## begin Supplied data
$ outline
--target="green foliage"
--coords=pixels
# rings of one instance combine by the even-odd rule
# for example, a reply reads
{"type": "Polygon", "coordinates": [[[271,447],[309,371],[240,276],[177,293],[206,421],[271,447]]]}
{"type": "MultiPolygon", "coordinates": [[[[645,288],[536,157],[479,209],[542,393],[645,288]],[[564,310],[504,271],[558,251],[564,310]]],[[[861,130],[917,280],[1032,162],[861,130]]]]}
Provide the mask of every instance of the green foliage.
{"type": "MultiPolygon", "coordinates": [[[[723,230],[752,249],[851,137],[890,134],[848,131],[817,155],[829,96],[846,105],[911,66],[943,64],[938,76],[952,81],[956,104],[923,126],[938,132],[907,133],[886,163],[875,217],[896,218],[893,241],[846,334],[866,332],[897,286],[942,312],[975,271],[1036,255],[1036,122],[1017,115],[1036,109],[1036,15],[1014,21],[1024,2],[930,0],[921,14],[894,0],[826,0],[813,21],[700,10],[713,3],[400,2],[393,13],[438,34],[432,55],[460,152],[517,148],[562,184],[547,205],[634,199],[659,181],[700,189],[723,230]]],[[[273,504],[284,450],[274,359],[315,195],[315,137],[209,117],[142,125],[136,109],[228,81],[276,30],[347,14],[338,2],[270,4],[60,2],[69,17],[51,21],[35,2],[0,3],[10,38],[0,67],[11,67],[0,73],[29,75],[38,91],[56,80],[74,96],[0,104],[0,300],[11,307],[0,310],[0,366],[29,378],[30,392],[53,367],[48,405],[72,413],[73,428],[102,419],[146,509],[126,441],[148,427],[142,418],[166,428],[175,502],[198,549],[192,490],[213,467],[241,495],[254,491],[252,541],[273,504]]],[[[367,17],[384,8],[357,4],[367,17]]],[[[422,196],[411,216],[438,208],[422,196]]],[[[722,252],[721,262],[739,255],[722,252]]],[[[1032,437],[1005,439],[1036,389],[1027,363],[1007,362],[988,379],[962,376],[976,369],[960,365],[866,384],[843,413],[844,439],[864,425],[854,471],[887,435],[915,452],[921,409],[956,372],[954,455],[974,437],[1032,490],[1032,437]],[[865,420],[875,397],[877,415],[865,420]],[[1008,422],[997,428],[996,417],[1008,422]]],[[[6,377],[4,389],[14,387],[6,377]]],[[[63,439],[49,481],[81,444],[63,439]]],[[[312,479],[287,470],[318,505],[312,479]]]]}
## end Supplied data
**Work to be completed**:
Please repeat the data exactly, from its first line through the line containing "Provide the mask".

**Exercise result**:
$ outline
--target="green foliage"
--coords=pixels
# rings of one instance combine by the even-odd rule
# for example, a reply reads
{"type": "Polygon", "coordinates": [[[271,447],[309,371],[240,276],[177,293],[206,421],[271,447]]]}
{"type": "MultiPolygon", "coordinates": [[[[645,288],[536,157],[479,209],[542,393],[645,288]],[[564,310],[504,271],[558,251],[564,310]]],[[[861,130],[917,280],[1032,162],[861,130]]]]}
Provide the mask of every instance of the green foliage.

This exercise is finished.